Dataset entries
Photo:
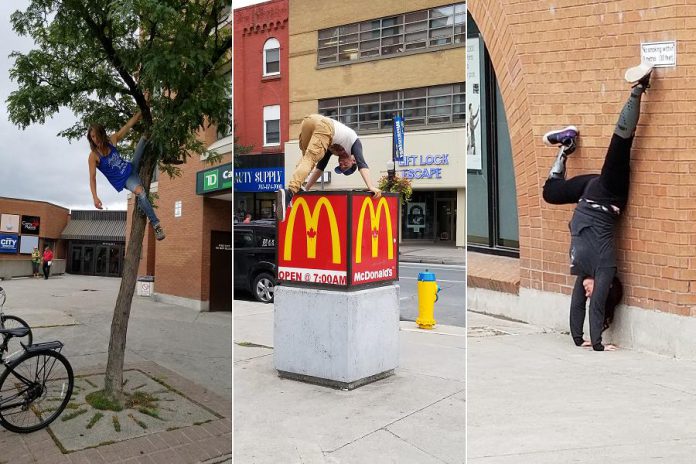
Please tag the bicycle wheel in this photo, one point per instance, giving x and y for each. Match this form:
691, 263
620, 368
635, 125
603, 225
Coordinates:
34, 390
14, 322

## [WHAT THE EXERCISE ASKS]
Quote each entry above verbatim and drop the pictures.

## [EXERCISE RESPONSE]
Photo:
Please tag the bicycle wheel in this photo, one point per instance, giving x and y for each. Match this form:
691, 263
620, 368
635, 125
603, 225
Coordinates:
34, 390
14, 322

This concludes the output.